Dean,
If your goal in connecting the two networks together is purely so that your
one admin workstation can connect to both networks then some of your ideas
would work just fine. Installing a 2nd NIC in your system and dropping
another cable into your workspace would be preferrable over the wireless
solution. However, if the purpose of connecting the two networks together is
so that one or more clients on either network can communicate across network
boundries then I'd recommend doing that by connecting the routers together or
using a firewall. If your routers only have one existing LAN interface and
your routers are modular, you can add another LAN interface to each router
and link them together that way. Or you can use a firewall and setup the
smaller of the two networks as a perimeter network. If you have a really old
PC lying around (it could be an old Pentium 133 w/32 mb of RAM) and a couple
of cheap NICs you could setup a crude router that would probably be fairly
stable (if $$$ were an issue and you didn't care about performance).
On the issue of the accounts and accessing resources between two companies,
I'd actually recommend, in your case, that you create two forests. While
there's few times that you'd want to complicate the AD with more than one
forest I'd actually say that there's a good case to be made in your
situation. The reason I say this is because the two companies are separate.

ENTRIES:

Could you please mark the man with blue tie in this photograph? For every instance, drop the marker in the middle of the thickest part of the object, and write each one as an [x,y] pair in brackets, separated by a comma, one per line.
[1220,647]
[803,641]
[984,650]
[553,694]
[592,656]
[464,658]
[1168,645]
--
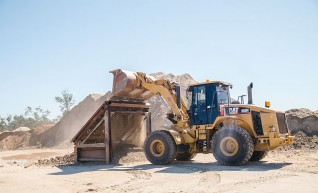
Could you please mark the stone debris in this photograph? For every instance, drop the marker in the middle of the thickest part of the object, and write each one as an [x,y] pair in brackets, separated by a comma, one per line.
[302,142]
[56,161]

EXERCISE 1:
Answer these questions from the reply to Dean:
(a) What does the reply say would be preferable over the wireless solution?
(b) What example of a really old PC does the reply give?
(c) How many forests does the writer recommend creating?
EXERCISE 2:
List every line of the records that contains the string "each".

WORKED ANSWER 1:
(a) Installing a 2nd NIC in the system and dropping another cable into the workspace.
(b) An old Pentium 133 with 32 MB of RAM.
(c) Two.

WORKED ANSWER 2:
Could you please mark the man with blue tie in this photograph? For every instance, drop the marker in the middle of the thickest part of the object, and write each one as an [x,y] pair in brackets, separated by a comma, one per line.
Could you please mark the stone debris in this photograph? For every instance, drop the marker in the middle of the thickest part of the object, and write each one as an [x,y] pair in brackets, separated by a comma, one per line.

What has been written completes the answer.